*Supplied text:*
I’m not going to say that I feel like an imposter (for the record, I don’t. I know I’m more than capable of doing the work) BUT I do feel that me standing up and presenting to a group of people who are responsible for others in their organisation for learning and development, it seems to be a case of “do as I say not as I do”.
So I’ve added another deciding factor here to whether I take on this type of work.
That is, the conference needs to be aimed to developing the participants directly as opposed to presenting to an audience, or people in organisational roles who need to put my ideas into some kind of framework and then push others to conform to them.
The former I accept, the latter I don’t. I simply don’t believe that you can be in a role espousing learning and development if you don’t take time to change and develop yourself; if you don’t get your ideas, work and learning out there to the world.
I have a couple of opportunities this year – paid – for presenting which I’m looking forward to and I’m currently designing them to be as active and interesting as possible exploring ideas and things I’ve done myself (every thing I present is what I have done personally) but I’m now thinking that as of 2022, I’m going to change tack.
- Say no to unpaid work unless it is for a trusted good friend or for organisations helping the disadvantaged in the community
- If I want to take holidays, they will not be interspersed or mingled with work (Work and leisure must stay separated)
- If I have to submit my presentation ideas to be scrutinised or selected, I’ll decline the invitation because it’s obvious they don’t know my work.

*What to do:*
(a) In the supplied text on taking presentation work, what will the writer do if required to submit presentation ideas to be scrutinized or selected?
(b) Count the lines of the records that contain the string "wall", treating case as significant, and give only the number.

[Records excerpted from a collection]
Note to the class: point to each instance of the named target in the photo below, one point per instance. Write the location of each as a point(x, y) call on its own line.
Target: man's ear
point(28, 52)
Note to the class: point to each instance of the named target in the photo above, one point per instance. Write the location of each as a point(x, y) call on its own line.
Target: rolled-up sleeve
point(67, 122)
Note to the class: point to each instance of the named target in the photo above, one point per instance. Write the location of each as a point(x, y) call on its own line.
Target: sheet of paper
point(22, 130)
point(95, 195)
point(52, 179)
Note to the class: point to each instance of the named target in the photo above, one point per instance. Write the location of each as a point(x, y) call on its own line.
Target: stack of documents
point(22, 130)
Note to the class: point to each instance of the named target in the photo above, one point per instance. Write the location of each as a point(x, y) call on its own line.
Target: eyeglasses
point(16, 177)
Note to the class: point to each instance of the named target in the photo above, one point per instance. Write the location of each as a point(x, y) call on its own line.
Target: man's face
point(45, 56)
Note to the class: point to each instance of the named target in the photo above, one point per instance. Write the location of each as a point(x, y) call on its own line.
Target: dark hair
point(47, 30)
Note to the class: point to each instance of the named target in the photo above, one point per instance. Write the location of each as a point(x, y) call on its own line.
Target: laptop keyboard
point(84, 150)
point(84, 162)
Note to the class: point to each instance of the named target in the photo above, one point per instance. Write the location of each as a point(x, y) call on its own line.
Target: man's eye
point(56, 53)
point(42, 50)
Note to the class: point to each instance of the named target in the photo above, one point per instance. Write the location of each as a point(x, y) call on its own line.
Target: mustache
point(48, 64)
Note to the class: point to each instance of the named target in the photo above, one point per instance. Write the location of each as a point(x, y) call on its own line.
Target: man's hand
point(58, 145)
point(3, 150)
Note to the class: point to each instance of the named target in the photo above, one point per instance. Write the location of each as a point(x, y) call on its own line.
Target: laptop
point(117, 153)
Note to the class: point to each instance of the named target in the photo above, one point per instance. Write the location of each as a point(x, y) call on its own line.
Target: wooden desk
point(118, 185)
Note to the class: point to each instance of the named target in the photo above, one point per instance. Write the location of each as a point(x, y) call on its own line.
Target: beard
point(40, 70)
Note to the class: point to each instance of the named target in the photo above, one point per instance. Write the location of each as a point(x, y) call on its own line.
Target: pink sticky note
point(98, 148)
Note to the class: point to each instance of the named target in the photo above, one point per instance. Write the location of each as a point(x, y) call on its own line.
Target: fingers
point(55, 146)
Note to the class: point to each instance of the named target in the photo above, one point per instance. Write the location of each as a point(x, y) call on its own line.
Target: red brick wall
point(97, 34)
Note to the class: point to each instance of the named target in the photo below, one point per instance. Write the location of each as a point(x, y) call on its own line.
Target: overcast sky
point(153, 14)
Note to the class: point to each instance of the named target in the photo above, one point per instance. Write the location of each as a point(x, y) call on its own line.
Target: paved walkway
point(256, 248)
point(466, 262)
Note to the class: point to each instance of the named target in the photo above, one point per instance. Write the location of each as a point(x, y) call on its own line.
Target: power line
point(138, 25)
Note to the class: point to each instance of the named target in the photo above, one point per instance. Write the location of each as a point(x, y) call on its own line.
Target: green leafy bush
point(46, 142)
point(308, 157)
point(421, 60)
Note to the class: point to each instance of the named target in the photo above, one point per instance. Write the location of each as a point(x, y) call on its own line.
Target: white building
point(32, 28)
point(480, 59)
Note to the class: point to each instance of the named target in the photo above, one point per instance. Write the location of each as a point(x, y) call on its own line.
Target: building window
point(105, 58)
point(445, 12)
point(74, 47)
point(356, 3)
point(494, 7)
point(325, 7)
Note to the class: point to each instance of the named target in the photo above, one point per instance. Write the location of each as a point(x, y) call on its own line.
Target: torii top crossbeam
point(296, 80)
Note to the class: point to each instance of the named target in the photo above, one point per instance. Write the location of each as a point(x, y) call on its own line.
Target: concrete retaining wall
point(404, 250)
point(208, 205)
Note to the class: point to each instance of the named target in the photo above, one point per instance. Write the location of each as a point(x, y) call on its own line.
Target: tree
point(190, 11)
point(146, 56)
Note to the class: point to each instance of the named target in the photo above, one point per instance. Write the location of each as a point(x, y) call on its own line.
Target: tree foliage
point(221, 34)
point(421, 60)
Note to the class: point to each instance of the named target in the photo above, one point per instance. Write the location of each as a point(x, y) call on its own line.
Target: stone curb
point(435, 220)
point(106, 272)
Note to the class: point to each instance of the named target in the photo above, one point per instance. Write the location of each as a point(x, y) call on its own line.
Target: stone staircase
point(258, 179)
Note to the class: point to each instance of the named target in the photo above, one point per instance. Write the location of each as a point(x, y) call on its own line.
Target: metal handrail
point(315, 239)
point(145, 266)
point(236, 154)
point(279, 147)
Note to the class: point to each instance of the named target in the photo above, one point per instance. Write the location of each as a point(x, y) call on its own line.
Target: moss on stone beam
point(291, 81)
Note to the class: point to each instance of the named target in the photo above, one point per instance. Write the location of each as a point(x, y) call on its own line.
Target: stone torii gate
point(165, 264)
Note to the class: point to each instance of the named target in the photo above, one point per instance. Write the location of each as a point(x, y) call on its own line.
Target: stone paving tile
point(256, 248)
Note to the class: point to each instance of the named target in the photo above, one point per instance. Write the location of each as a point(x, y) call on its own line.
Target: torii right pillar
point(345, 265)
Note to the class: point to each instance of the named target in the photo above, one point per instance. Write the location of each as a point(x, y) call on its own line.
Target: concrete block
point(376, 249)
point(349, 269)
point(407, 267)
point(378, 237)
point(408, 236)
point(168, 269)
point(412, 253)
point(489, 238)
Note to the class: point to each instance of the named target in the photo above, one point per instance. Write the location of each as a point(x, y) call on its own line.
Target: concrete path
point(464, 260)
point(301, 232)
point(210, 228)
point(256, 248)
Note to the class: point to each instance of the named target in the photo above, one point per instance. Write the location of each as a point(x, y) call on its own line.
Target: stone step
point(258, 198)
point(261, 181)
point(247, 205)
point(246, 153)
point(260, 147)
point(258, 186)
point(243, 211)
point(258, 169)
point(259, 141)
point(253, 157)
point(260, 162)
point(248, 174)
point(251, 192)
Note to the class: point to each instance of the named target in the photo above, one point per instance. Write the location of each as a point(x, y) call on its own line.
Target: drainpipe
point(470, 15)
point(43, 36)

*The replies:*
(a) The writer will decline the invitation.

(b) 2